--- BEGIN Available records ---

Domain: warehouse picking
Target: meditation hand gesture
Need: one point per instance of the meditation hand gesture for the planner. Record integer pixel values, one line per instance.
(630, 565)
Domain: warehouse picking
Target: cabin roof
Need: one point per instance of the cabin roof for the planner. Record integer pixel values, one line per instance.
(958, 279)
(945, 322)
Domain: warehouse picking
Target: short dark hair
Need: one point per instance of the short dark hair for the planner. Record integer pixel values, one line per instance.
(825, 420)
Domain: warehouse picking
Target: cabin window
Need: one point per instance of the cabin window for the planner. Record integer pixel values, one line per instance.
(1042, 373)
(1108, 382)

--- END Available records ---

▶ **What is needed**: Recopy the whole listing exactly.

▶ **Output for this exercise**:
Domain: warehouse picking
Target: meditation hand gesture
Need: one point per instance of the meditation hand gesture for the planner. Record integer pixel values, one line per instance.
(630, 565)
Domain: warehouse picking
Target: cabin roof
Need: one point per instance of the cabin roof for the planner. Record integer pixel values, one line per instance.
(958, 279)
(945, 322)
Domain: warehouse picking
Target: short dark hair
Need: one point per instance of the short dark hair for the planner. Record integer pixel values, one line per instance.
(825, 420)
Domain: warehouse picking
Target: cabin window
Need: one point per instance of the cabin window for the planner. Record integer pixel values, one line per instance.
(1042, 373)
(1108, 382)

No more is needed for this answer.